* Task item *
No line before the one containing "Annotation task — pin every instance of the listerine" should appear; that line and all lines after it, through the end of the data, are to be set down exactly.

(Referring expression data)
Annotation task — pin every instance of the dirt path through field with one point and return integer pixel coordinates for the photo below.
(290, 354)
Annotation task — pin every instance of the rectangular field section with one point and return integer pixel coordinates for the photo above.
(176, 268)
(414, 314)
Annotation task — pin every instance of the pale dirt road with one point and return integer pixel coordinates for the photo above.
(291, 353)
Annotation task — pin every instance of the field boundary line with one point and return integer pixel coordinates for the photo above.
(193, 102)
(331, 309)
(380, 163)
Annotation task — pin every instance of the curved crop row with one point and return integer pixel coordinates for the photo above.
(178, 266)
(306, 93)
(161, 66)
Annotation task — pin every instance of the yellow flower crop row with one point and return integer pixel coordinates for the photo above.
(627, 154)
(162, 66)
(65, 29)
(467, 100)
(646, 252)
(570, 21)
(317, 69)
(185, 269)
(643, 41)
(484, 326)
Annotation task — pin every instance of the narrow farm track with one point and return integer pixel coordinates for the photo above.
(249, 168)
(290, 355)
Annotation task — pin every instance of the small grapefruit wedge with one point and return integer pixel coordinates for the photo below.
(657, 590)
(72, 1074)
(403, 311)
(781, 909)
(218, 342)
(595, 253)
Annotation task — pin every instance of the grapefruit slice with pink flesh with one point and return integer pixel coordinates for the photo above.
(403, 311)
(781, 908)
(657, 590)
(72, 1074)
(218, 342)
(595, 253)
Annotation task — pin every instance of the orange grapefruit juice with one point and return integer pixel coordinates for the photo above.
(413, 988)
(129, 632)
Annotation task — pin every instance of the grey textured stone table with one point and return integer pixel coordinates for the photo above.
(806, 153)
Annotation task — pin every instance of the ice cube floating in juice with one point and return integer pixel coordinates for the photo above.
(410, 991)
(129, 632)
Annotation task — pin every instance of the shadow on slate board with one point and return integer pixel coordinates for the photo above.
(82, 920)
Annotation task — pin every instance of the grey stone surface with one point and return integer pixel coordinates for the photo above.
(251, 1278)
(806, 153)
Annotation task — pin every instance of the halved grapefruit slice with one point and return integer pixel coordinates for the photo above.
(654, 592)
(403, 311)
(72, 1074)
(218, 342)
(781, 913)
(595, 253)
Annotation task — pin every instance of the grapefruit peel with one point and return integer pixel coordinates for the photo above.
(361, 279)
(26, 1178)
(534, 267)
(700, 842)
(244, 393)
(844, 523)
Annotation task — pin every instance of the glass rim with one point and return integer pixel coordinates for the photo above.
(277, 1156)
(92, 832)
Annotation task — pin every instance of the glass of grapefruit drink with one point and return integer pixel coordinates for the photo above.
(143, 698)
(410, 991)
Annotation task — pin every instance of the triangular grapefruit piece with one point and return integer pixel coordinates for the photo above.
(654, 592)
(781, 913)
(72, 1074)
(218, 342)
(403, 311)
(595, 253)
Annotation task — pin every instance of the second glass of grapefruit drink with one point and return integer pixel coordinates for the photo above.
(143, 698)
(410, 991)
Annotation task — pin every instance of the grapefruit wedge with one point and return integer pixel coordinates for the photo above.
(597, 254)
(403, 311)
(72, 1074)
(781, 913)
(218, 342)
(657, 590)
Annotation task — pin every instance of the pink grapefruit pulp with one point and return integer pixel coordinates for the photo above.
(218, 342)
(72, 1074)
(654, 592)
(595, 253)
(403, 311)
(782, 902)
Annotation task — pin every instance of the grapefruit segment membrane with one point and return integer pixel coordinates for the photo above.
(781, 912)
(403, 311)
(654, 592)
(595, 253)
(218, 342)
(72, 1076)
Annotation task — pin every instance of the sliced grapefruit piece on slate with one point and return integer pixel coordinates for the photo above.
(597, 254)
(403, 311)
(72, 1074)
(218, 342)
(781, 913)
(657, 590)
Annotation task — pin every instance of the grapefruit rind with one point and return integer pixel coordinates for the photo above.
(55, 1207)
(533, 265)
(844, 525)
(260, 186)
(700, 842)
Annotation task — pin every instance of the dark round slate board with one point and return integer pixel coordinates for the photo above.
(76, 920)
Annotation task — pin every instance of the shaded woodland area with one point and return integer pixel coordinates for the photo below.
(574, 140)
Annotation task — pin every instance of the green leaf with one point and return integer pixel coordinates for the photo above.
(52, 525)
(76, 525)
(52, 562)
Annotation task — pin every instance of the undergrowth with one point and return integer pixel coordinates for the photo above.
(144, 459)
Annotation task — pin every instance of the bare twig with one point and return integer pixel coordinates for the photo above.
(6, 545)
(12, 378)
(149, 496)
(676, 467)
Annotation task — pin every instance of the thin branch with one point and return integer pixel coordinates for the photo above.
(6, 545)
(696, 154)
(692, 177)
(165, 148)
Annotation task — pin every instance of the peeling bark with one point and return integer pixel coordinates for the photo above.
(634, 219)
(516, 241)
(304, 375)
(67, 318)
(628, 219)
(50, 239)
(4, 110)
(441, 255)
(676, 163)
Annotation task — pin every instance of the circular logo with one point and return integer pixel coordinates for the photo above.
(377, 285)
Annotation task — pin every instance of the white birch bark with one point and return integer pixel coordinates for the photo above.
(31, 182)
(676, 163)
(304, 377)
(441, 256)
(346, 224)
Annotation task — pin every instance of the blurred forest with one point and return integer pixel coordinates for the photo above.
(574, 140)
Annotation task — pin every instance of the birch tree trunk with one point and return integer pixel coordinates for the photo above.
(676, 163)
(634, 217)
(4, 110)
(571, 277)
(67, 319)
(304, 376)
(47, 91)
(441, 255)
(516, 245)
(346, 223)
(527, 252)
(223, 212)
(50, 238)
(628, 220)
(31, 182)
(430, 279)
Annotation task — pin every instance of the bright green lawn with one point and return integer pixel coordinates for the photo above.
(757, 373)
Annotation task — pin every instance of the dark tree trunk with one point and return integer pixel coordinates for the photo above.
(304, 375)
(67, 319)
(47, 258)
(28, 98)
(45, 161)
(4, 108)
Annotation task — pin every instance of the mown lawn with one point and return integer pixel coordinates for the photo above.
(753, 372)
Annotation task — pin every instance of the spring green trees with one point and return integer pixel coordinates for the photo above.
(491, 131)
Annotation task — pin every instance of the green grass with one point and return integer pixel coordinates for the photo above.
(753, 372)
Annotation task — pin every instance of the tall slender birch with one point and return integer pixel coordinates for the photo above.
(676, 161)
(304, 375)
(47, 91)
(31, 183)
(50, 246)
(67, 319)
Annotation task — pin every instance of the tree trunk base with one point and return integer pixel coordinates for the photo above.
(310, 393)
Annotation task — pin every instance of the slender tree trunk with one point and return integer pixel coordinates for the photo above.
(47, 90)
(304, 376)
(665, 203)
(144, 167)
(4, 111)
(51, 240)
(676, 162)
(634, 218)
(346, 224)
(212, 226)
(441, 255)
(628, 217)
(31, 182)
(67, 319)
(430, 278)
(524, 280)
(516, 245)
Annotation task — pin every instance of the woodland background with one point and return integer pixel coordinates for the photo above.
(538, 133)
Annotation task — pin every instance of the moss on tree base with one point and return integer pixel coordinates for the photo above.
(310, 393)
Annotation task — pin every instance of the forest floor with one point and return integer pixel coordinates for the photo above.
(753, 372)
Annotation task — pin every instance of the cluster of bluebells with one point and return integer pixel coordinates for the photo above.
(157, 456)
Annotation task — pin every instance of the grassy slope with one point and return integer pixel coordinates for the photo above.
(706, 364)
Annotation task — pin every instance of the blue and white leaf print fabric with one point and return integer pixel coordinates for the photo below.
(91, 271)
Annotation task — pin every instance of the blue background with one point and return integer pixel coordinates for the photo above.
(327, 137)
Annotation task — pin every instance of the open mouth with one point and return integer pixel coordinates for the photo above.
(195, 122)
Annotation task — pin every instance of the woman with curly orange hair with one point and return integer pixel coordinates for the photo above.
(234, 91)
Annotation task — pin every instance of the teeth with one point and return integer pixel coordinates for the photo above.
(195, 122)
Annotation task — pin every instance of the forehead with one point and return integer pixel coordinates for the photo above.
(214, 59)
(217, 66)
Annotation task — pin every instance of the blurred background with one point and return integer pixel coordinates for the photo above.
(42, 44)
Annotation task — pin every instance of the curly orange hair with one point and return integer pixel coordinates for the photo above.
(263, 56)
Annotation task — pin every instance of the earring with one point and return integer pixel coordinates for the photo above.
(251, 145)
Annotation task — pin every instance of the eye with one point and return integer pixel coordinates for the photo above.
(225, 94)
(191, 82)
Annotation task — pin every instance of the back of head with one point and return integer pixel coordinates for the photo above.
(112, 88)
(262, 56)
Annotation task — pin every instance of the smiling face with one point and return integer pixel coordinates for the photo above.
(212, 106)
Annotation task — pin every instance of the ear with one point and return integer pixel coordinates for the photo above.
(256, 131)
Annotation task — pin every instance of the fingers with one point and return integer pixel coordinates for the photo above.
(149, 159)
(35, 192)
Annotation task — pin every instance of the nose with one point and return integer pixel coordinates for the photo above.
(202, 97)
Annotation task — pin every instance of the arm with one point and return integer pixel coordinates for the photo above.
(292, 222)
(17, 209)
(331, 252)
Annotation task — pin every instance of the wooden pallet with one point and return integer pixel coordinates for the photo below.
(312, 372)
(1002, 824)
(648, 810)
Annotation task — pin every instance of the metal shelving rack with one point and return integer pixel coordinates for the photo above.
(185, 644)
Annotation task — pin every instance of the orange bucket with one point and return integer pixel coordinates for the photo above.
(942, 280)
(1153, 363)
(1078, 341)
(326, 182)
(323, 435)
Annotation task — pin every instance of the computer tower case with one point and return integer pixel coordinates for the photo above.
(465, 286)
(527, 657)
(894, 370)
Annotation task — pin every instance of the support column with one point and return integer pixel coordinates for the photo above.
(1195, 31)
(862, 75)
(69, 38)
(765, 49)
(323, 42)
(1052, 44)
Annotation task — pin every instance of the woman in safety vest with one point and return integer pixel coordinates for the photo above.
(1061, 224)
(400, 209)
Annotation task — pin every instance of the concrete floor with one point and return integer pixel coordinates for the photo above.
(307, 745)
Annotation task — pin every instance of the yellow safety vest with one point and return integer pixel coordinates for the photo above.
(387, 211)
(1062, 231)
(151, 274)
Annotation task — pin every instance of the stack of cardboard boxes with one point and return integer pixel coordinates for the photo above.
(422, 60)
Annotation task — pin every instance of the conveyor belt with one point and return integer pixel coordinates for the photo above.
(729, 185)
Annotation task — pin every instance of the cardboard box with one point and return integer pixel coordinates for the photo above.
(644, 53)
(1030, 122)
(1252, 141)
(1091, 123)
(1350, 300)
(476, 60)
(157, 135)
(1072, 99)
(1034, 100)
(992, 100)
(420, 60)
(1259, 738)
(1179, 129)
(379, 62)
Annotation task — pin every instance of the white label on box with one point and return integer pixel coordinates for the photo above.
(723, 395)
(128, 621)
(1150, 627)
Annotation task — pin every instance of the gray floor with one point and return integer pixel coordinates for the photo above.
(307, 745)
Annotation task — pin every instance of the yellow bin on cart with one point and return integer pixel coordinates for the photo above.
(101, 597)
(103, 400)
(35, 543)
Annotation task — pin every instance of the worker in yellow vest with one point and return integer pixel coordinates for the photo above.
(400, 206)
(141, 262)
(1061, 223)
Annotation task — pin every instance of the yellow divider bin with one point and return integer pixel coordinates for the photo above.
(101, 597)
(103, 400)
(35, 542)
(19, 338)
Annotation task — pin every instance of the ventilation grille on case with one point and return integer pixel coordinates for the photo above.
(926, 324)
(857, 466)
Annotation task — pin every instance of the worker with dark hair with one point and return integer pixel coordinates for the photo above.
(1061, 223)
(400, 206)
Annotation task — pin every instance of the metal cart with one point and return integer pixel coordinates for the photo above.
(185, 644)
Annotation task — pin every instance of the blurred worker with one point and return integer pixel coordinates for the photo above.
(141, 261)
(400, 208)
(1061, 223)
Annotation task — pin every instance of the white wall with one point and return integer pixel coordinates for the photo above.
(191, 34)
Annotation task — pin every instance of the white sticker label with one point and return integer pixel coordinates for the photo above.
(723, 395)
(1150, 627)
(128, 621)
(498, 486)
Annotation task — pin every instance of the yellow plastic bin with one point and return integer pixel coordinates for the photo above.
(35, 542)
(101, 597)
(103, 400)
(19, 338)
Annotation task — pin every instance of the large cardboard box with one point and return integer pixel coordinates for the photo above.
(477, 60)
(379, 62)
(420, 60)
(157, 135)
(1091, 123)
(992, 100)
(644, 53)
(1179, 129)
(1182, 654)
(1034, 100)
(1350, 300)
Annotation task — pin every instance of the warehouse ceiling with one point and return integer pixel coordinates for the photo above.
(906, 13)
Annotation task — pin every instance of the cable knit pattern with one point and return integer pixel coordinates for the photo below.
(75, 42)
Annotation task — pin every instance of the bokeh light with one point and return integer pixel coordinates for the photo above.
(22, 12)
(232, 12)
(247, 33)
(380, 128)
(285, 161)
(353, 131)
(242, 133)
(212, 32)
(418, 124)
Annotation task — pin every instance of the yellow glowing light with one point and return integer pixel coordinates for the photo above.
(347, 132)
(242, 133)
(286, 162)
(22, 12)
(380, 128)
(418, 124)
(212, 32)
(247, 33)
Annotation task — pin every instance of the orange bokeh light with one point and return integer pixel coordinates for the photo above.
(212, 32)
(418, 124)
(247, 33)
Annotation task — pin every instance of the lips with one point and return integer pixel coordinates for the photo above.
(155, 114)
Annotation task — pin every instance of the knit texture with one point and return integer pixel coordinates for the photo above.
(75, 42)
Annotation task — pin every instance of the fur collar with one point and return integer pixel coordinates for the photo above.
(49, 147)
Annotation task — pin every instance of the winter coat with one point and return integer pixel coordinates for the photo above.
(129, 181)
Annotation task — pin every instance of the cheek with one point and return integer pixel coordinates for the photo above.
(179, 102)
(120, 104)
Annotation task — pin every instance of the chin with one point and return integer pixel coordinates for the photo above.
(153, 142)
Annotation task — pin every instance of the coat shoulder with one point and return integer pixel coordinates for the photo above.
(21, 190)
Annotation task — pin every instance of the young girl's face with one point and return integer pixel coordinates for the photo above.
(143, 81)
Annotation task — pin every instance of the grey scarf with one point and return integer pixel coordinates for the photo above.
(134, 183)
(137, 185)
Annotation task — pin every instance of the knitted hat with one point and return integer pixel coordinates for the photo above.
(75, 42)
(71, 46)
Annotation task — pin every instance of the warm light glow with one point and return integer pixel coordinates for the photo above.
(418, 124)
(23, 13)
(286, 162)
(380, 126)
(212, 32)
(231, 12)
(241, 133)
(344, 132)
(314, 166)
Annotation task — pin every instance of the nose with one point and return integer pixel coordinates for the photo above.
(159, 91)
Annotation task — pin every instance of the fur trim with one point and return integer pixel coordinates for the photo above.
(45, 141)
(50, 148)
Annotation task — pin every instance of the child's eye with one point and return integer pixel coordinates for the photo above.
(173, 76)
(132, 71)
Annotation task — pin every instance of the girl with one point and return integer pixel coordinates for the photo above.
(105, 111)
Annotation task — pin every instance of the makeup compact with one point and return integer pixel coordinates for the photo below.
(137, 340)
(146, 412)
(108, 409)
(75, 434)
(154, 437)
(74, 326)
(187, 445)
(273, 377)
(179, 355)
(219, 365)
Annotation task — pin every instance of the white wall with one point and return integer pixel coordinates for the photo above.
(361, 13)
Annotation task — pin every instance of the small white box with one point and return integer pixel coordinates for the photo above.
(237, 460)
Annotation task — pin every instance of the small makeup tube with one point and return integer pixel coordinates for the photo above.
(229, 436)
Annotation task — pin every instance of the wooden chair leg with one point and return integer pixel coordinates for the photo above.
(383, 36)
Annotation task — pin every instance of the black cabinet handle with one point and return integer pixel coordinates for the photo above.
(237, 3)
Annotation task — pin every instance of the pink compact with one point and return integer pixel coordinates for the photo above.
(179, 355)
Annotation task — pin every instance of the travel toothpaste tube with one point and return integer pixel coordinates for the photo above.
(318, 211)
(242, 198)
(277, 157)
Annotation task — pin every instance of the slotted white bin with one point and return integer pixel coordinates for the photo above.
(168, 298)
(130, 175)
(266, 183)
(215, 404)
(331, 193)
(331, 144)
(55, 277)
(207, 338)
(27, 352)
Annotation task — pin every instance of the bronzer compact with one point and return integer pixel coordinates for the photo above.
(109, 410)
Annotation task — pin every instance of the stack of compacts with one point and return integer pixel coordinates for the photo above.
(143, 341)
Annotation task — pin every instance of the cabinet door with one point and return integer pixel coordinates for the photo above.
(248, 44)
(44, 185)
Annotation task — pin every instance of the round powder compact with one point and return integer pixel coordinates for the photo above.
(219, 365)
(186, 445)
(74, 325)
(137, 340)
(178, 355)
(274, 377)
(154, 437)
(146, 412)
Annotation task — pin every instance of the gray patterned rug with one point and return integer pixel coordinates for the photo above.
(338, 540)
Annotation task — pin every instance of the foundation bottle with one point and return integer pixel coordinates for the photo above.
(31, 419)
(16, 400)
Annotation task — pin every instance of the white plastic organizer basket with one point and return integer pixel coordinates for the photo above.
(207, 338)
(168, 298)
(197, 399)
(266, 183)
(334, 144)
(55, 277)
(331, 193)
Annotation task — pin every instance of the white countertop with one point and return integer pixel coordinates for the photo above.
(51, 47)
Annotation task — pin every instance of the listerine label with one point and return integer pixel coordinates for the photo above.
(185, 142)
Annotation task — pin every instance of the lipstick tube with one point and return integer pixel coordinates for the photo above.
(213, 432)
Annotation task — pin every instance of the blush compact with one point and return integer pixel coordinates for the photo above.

* Response to this task *
Annotation task — pin every instance of the listerine label with one point and return integer pixel coordinates for the photo above.
(185, 142)
Annotation task — pin every instance of the lipstick tube with one point and return integer pixel coordinates for the photo above.
(213, 432)
Annotation task — pin every instance of the blush compact with one point and return integer pixel coordinates for the photo above.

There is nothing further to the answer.